Provided material Start Marker

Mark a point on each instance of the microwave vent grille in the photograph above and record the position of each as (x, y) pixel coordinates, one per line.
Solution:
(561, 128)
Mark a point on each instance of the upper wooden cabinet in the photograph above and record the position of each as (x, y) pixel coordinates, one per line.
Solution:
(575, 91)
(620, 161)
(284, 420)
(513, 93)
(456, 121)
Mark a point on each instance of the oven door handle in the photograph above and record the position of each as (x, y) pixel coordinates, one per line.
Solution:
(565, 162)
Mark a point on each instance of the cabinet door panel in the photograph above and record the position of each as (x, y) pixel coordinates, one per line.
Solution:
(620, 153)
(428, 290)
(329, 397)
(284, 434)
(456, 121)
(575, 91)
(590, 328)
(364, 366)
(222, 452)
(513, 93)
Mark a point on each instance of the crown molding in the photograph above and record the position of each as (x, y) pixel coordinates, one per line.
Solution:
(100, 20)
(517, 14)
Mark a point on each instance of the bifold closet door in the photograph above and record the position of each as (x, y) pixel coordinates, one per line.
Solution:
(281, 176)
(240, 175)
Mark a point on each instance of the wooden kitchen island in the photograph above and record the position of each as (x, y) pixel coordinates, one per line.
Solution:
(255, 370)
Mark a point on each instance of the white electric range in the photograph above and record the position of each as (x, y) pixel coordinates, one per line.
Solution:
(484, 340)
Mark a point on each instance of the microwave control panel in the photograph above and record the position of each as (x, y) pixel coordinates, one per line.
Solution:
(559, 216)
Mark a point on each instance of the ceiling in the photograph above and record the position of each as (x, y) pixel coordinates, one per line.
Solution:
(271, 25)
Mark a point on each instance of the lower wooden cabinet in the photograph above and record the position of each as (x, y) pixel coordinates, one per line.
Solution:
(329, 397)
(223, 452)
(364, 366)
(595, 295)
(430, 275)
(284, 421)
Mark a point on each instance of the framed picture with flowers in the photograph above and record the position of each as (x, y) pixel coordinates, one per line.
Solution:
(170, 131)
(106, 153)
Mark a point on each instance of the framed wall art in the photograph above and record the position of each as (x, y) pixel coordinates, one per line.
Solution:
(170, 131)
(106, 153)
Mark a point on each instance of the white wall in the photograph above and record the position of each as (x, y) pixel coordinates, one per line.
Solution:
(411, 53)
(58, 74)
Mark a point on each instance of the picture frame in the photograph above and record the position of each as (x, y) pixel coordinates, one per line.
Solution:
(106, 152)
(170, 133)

Provided material End Marker

• **Task objective**
Copy the stretch of the records above that runs from the line with "Mark a point on each instance of the ceiling" through the line with "Mark a point on each instance of the lower". Both end lines belong in the copy, and nothing else does.

• **Reply**
Mark a point on each instance of the ceiling in the photograph above and record the position of each as (x, y) pixel coordinates, one per line.
Solution:
(271, 25)
Mark a point on each instance of the lower wooden cabinet in the photograph above and record the position of each as (x, y) pixel coordinates, one per line.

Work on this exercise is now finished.